EXTRACT TO READ:
■ ■ ■ ■ ■ ■ ■

Stephano plots against Prospero with Caliban and Trinculo.

He is already friends with Trinculo, Alonso's Jester, whom he probably met at the palace. In the play, Trinculo finds Caliban hiding under a cloak and thinks he had been struck by lightning. Hearing a storm in the distance, he hides with him. At this point, an intoxicated Stephano walks past and thinks Trinculo and Caliban are a four-legged monster. He gives them wine and then he and Trinculo recognise each other.

Caliban believes the wine healed him and thinks Stephano a god. He calls him 'Lord' and possibly exploits this to take control in Act 3, Scene 2.

A key theme of the play is power. This is what Stephano wants, possibly because he is used to being a servant. Trinculo wants whatever is at hand, shown in his willingness to go along with the plan and the fact that he is the first to approach the clothes in Act 4, Scene 1. Caliban does not want power, but a kinder master. Prospero had treated him kindly until he attempted to rape Miranda, after which he was forced to live in a rock.

==Quotations==
The master, the swabber, the boatswain, and I,

The gunner, and his mate,

Lov'd Mall, Meg, and Marian, and Margery,

But none of us car'd for Kate;

For she had a tongue with a tang,

Would cry to a sailor Go hang!

She lov'd not the savour of tar nor of pitch,

Yet a tailor might scratch her where'er she did itch.

Then to sea, boys, and let her go hang!

This is a scurvy tune too; but here's my comfort. (Drinks)

Act 2: Scene II

Caliban: Hast thou not dropp'd from heaven?

Stephano: Out o' th' moon, I do assure thee; I was the Man i' th' Moon, when time was.

Caliban: I have seen thee in her, and I do adore thee. My mistress show'd me thee, and thy dog and thy bush.

Act 2: Scene II

I prithee, be my god.

■ ■ ■ ■ ■ ■ ■

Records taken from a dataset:
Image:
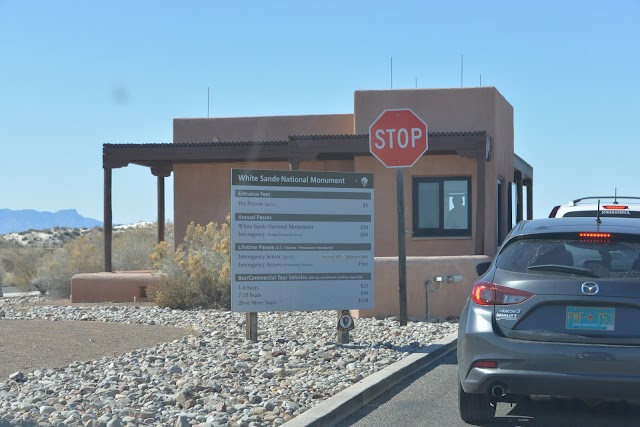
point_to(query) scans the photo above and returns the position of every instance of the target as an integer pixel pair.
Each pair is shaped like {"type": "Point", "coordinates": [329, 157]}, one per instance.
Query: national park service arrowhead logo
{"type": "Point", "coordinates": [345, 323]}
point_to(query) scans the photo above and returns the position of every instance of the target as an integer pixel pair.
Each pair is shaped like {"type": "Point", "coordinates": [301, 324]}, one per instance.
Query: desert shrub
{"type": "Point", "coordinates": [1, 273]}
{"type": "Point", "coordinates": [20, 266]}
{"type": "Point", "coordinates": [59, 265]}
{"type": "Point", "coordinates": [197, 273]}
{"type": "Point", "coordinates": [131, 250]}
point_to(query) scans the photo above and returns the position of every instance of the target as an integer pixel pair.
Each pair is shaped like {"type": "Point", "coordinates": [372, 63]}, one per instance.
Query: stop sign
{"type": "Point", "coordinates": [398, 138]}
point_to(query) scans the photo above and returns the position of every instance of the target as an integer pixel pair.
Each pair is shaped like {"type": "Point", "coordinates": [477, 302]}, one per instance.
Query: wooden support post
{"type": "Point", "coordinates": [402, 255]}
{"type": "Point", "coordinates": [161, 219]}
{"type": "Point", "coordinates": [108, 221]}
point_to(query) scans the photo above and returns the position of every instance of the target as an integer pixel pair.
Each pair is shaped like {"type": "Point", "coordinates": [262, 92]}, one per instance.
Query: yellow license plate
{"type": "Point", "coordinates": [591, 318]}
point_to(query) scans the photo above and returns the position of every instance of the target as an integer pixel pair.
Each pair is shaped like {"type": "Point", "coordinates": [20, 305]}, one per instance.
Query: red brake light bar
{"type": "Point", "coordinates": [595, 236]}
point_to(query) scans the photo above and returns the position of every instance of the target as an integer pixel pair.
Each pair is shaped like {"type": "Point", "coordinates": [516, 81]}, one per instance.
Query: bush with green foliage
{"type": "Point", "coordinates": [197, 273]}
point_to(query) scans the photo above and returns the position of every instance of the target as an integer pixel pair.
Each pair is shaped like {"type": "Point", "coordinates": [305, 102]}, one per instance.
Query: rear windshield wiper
{"type": "Point", "coordinates": [563, 269]}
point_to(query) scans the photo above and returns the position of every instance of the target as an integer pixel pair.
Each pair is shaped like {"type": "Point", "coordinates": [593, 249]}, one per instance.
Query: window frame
{"type": "Point", "coordinates": [440, 231]}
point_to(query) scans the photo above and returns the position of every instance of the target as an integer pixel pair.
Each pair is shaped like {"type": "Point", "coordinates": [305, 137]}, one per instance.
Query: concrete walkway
{"type": "Point", "coordinates": [350, 400]}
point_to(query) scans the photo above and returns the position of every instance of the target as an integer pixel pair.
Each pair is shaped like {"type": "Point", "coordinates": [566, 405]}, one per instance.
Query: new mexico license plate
{"type": "Point", "coordinates": [591, 318]}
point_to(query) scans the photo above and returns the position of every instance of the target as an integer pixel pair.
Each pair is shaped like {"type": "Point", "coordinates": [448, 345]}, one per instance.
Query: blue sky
{"type": "Point", "coordinates": [77, 74]}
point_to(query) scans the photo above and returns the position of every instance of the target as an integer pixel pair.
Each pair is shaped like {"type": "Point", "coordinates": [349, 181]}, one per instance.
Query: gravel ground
{"type": "Point", "coordinates": [29, 344]}
{"type": "Point", "coordinates": [120, 365]}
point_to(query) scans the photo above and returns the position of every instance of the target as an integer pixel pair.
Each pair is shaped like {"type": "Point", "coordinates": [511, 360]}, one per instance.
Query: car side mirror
{"type": "Point", "coordinates": [482, 268]}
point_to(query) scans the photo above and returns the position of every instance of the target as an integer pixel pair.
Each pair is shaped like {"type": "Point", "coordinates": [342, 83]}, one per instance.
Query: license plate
{"type": "Point", "coordinates": [591, 318]}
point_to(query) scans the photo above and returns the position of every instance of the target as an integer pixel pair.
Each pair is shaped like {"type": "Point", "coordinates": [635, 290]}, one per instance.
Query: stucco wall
{"type": "Point", "coordinates": [202, 191]}
{"type": "Point", "coordinates": [385, 210]}
{"type": "Point", "coordinates": [448, 301]}
{"type": "Point", "coordinates": [454, 110]}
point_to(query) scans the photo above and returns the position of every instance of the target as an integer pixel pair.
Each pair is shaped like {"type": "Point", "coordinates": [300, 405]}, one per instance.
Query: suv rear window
{"type": "Point", "coordinates": [606, 259]}
{"type": "Point", "coordinates": [604, 213]}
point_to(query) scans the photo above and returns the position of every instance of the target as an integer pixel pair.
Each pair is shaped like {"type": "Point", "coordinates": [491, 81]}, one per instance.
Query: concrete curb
{"type": "Point", "coordinates": [350, 400]}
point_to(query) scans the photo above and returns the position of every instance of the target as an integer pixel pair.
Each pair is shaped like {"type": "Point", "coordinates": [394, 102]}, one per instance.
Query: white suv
{"type": "Point", "coordinates": [608, 206]}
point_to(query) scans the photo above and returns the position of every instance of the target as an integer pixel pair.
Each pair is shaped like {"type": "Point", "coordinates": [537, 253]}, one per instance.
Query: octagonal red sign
{"type": "Point", "coordinates": [398, 138]}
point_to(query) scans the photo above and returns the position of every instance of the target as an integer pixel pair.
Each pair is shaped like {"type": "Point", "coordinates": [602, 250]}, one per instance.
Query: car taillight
{"type": "Point", "coordinates": [485, 364]}
{"type": "Point", "coordinates": [595, 237]}
{"type": "Point", "coordinates": [484, 293]}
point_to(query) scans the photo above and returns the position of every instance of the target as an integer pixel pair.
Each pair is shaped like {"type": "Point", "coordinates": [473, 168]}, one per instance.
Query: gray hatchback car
{"type": "Point", "coordinates": [555, 315]}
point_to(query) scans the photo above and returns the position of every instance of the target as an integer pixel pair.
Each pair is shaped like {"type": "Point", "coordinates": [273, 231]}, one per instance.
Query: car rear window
{"type": "Point", "coordinates": [612, 213]}
{"type": "Point", "coordinates": [607, 259]}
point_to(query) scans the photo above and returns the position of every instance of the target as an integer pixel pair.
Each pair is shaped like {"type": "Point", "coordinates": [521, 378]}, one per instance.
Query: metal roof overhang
{"type": "Point", "coordinates": [161, 157]}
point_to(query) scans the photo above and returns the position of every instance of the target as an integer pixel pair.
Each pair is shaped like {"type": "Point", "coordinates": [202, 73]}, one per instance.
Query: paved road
{"type": "Point", "coordinates": [429, 399]}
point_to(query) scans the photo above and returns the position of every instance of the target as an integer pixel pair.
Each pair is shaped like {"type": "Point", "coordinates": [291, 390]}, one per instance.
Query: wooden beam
{"type": "Point", "coordinates": [108, 221]}
{"type": "Point", "coordinates": [161, 209]}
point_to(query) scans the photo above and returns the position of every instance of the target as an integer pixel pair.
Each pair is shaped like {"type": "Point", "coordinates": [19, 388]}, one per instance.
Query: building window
{"type": "Point", "coordinates": [442, 206]}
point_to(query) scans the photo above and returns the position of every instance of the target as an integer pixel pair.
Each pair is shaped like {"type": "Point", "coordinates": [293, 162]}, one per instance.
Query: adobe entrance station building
{"type": "Point", "coordinates": [470, 165]}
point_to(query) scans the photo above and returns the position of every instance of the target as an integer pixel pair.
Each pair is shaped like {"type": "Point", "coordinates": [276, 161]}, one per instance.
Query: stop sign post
{"type": "Point", "coordinates": [398, 138]}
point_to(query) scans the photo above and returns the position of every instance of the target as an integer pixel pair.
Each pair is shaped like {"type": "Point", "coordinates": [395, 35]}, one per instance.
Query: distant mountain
{"type": "Point", "coordinates": [28, 219]}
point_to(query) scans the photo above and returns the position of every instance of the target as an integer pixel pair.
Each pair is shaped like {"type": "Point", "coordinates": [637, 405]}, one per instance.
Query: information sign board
{"type": "Point", "coordinates": [301, 240]}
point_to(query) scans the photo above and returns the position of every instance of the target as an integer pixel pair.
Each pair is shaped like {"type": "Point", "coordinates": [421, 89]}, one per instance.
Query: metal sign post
{"type": "Point", "coordinates": [402, 253]}
{"type": "Point", "coordinates": [398, 138]}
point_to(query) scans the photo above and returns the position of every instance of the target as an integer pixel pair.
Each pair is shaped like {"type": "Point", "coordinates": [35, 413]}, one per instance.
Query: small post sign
{"type": "Point", "coordinates": [301, 240]}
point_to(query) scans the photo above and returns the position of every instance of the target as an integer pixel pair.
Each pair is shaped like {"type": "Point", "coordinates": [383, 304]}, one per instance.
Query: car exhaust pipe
{"type": "Point", "coordinates": [497, 391]}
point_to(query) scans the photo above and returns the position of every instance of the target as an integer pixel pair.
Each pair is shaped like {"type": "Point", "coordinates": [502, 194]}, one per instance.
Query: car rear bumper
{"type": "Point", "coordinates": [549, 369]}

■ ■ ■ ■ ■ ■ ■

EXERCISE A: Could you retype the Stephano passage, starting at "Stephano: Out o'" and ending at "prithee, be my god."?
EXERCISE B: Can you continue the Stephano passage from the point where it stops?
These records are separate material and have no connection to the Stephano passage.

YOUR RESPONSE A:
Stephano: Out o' th' moon, I do assure thee; I was the Man i' th' Moon, when time was.

Caliban: I have seen thee in her, and I do adore thee. My mistress show'd me thee, and thy dog and thy bush.

Act 2: Scene II

I prithee, be my god.

YOUR RESPONSE B:
Caliban (to Stephano), Act 2: Scene II

Flout 'em and scout 'em, and scout 'em and flout 'em;

Thought is free.

Act 3: Scene II

He that dies pays all debts.

Act 3: Scene II

==Origins==
It is not clear where the character of Stephano originated, though he is a familiar clown figure typical of the era. There is one idea that he was modelled after Stephen Hopkins from London. Hopkins was aboard the Sea Venture when it was shipwrecked on Bermuda. He attempted to start a mutiny while stranded on the island. He eventually made it to Virginia and back to England, then went to Plymouth aboard the Mayflower.

Stephano may have been created, along with Trinculo, to add comedy and show human greed.

Shakespeare used Trinculo and Stephano primarily as comic relief but also to demonstrate the evil in our nature. In a way, he seemed to have been condemning humans. The Tempest is a prime example of the selfishness, egocentrism, and power hunger that we see and deal with every day. Trinculo and Stephano were two characters used to show how wrong human beings are.

Unlike Antonio, which was featured in no less than four plays, the name Stephano only appears in one of Shakespeare's other plays, The Merchant of Venice.